* REQUIRED ACTIONS
(1) Copy word for word the part of the passage on private insurance fraud whistleblower programs starting at "The Illinois Insurance" and ending at "claims and more.".
(2) Pick up the passage on private insurance fraud whistleblower programs after its final sentence and carry it further.

* EXTRACT TO READ

———

Private Insurance Fraud Whistleblower Programs
California and Illinois have unique insurance fraud prevention whistleblower programs. Modeled after the Federal False Claims Act, the acts deal directly with insurance fraud with two major distinctions: (1) the government does not have to be injured or involved; and, (2) the percentage of any recovery paid to a whistleblower is much higher.
The California Insurance Frauds Prevention Act, Ins. Code §§ 1871 et seq., can be viewed by clicking here.
The Illinois Insurance Claims Fraud Prevention Act, 740 ILCS 92/1 et seq., can be viewed by clicking here.
Preventing Insurance Fraud
With certain minor differences, the two state laws serve the same purpose – they allow whistleblowers to fight private insurance fraud by bringing qui tam cases. However, rather than bring the case to recoup misused tax funds, whistleblowers can bring a case on behalf of policyholders, those insured or the insurance carrier. Relevant fraud schemes can involve medical insurance premiums, healthcare bills and medical cost-sharing payments, pharmaceutical sales, automobile accidents, workers’ compensation claims, property insurance claims and more.
The two statutes make it illegal to knowingly present false or fraudulent claims, pay for incentives or kickbacks, or otherwise make false statements or misrepresentations in connection with insurance claims. If a violation is found, those liable can be subject to a large statutory fine per violation in addition to damages of three times the amount of the injury.

———

* INPUT DATA
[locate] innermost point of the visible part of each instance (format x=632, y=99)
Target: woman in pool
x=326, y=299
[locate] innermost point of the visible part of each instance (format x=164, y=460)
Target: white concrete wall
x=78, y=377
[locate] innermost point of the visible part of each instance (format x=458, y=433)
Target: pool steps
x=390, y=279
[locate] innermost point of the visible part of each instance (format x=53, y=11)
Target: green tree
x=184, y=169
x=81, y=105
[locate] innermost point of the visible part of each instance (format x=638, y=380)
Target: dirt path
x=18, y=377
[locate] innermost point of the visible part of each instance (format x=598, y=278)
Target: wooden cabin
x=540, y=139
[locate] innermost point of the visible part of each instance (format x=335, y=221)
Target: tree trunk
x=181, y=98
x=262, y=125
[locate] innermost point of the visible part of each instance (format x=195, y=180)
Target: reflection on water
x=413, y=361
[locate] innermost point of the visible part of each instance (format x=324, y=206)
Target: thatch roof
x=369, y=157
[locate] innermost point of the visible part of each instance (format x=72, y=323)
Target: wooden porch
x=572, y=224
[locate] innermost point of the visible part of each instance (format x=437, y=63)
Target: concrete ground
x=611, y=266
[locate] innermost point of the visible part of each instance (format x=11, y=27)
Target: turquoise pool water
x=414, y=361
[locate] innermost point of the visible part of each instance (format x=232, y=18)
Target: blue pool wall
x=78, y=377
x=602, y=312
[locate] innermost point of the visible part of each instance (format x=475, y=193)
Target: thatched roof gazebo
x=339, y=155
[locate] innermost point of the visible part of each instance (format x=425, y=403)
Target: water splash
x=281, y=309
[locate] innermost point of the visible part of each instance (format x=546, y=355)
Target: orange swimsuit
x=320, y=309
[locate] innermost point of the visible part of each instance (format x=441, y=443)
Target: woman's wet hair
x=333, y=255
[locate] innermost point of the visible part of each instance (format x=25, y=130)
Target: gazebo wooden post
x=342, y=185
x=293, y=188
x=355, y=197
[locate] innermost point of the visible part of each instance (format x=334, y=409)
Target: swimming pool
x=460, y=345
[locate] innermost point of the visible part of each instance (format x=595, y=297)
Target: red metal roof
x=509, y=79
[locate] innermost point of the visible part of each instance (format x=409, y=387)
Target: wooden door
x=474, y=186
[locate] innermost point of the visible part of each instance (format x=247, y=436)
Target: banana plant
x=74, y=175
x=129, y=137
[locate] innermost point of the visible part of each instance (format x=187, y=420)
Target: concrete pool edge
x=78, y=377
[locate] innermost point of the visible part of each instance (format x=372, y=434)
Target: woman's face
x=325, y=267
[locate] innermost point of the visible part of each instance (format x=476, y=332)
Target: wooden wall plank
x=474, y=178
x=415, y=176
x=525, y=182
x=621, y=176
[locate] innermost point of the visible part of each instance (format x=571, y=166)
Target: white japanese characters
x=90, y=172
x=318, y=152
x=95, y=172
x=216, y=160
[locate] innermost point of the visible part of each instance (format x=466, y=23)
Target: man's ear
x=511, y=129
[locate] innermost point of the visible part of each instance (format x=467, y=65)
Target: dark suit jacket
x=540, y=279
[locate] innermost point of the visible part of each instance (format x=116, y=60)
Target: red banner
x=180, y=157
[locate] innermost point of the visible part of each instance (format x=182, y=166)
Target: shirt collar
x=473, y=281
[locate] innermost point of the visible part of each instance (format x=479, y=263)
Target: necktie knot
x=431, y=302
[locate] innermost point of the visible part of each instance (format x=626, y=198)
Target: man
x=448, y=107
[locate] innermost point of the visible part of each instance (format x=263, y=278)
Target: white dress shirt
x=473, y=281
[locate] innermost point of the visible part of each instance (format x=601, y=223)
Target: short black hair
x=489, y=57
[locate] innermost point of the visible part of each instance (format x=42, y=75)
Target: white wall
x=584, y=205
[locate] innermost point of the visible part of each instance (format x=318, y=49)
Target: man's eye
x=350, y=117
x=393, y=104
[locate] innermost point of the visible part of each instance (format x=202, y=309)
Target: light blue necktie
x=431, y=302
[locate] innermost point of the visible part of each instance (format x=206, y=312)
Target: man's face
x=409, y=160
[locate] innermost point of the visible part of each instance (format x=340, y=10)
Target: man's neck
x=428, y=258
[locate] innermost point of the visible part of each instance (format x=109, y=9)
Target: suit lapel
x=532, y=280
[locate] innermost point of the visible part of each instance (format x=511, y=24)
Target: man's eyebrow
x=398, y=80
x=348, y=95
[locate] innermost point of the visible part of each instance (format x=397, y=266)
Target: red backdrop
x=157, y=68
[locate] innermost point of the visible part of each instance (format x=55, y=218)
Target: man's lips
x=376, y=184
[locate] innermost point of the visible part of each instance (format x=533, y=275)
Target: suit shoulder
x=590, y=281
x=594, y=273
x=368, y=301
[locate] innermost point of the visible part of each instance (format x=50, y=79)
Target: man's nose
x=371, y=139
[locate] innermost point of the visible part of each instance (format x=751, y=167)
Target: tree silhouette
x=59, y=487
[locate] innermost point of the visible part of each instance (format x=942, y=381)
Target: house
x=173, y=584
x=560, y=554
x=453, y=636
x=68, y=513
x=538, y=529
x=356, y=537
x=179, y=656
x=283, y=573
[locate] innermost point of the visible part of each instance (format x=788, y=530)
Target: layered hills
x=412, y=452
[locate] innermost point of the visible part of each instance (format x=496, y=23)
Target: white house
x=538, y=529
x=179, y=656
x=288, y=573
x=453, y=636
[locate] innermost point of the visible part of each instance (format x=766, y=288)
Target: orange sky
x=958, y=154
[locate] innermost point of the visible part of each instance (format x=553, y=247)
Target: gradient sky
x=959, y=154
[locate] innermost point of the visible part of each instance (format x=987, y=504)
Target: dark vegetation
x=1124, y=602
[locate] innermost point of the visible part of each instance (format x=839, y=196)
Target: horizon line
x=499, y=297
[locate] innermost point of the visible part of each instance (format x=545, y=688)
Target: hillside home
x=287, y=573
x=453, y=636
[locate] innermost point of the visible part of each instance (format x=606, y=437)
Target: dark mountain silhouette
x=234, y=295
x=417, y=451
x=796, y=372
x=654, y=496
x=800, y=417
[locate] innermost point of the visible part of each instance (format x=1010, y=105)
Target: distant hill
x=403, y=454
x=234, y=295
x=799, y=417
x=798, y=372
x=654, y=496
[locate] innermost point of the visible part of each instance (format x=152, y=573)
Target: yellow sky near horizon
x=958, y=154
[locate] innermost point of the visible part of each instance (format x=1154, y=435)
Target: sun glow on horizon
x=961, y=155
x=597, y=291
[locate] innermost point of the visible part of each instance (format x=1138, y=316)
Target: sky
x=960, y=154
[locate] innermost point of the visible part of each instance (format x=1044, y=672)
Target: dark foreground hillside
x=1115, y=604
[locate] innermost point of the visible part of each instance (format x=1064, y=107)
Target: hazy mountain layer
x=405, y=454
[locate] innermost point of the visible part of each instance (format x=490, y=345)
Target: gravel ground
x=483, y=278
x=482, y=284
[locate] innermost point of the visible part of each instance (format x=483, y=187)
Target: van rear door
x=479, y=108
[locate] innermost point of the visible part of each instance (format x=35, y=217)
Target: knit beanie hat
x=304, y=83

———

* RESULTS OF THE TASKS
(1)
The Illinois Insurance Claims Fraud Prevention Act, 740 ILCS 92/1 et seq., can be viewed by clicking here.
Preventing Insurance Fraud
With certain minor differences, the two state laws serve the same purpose – they allow whistleblowers to fight private insurance fraud by bringing qui tam cases. However, rather than bring the case to recoup misused tax funds, whistleblowers can bring a case on behalf of policyholders, those insured or the insurance carrier. Relevant fraud schemes can involve medical insurance premiums, healthcare bills and medical cost-sharing payments, pharmaceutical sales, automobile accidents, workers’ compensation claims, property insurance claims and more.

(2)
The laws were passed to protect the public from harm caused by large insurance fraud, such as increased premiums, and also to provide state investigators with the knowledge and additional resources that whistleblowers and their attorneys bring to these often complex cases.
Some of the top whistleblower settlements under the California act involved Sutter Health ($46 million), Bristol Myers Squibb ($30 million) and Warner Chilcott ($23 million).
Large Whistleblower Awards
Like the Federal False Claims Act, the two state laws provide whistleblower awards for successful cases. But unlike the federal law, the percentages awarded are much larger.
While the Federal False Claims Act provides for whistleblower awards of between 15% and 30% of the recovery, whistleblowers that bring cases under these two statute are awarded a minimum of 30% and up to 50% of the recovery. Whistleblower can also recover attorney’s fees and litigation expenses incurred during the litigation.
Even if the whistleblower’s case is primarily based on information previously made public from government reports, media articles or public events, whistleblowers can still receive up to 10% of the recovery.
Filing a Case
Like the Federal False Claims Act, cases brought under these statutes are initially filed under seal so that the government has an opportunity to investigate the claims. Like the federal law, the government can decide whether to intervene (lead or take over the case) or decline (decide not to pursue the case). Where the government declines, the whistleblower and his/her counsel may litigate the case on their own.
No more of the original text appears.